Task goal — Repeat exactly, and only, the lines from the line containing "Task: Where can the tree" through the last line of the records below, including both.
Begin Stored records
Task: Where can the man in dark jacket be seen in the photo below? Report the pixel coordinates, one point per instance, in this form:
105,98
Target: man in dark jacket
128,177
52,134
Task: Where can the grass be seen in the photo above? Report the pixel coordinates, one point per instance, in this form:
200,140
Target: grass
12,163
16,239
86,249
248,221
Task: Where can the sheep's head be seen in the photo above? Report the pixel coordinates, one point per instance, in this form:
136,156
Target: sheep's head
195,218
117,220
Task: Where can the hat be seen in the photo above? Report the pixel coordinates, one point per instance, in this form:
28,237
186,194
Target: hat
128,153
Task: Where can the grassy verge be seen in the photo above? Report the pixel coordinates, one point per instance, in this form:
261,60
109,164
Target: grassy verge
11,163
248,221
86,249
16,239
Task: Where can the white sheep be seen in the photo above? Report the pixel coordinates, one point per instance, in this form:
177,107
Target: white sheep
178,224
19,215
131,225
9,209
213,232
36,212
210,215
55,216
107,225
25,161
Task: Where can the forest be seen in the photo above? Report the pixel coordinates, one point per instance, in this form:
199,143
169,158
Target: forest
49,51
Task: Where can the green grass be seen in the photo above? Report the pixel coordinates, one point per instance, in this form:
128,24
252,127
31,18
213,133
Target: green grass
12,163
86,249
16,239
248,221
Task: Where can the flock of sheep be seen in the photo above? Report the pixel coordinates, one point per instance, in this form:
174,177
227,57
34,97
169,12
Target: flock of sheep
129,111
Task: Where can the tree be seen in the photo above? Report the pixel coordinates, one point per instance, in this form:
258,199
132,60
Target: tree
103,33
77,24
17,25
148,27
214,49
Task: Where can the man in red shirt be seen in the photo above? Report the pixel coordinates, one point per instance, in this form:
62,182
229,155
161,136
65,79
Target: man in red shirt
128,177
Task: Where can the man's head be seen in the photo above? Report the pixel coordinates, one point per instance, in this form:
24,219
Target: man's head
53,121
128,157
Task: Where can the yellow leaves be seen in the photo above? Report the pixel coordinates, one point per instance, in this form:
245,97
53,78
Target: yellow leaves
End Stored records
Result —
Task: Where can the tree be seen in the photo above? Report the pixel coordinates, one point per instance, in this form:
258,199
132,60
Target: tree
103,33
77,24
17,25
148,27
214,49
Task: Where can the man in red shirt be seen in the photo above? Report the pixel coordinates, one point per instance, in this form:
62,182
229,155
161,136
65,79
Target: man in red shirt
128,177
Task: Where can the man's head be seen in the photo above? Report the pixel coordinates, one point per instance, in this form:
24,219
Target: man's head
53,121
128,157
Task: Where can the yellow leaves be seen in the photo above? Report the pixel coordinates, one point per instance, in this form:
245,97
53,78
Target: yellow leaves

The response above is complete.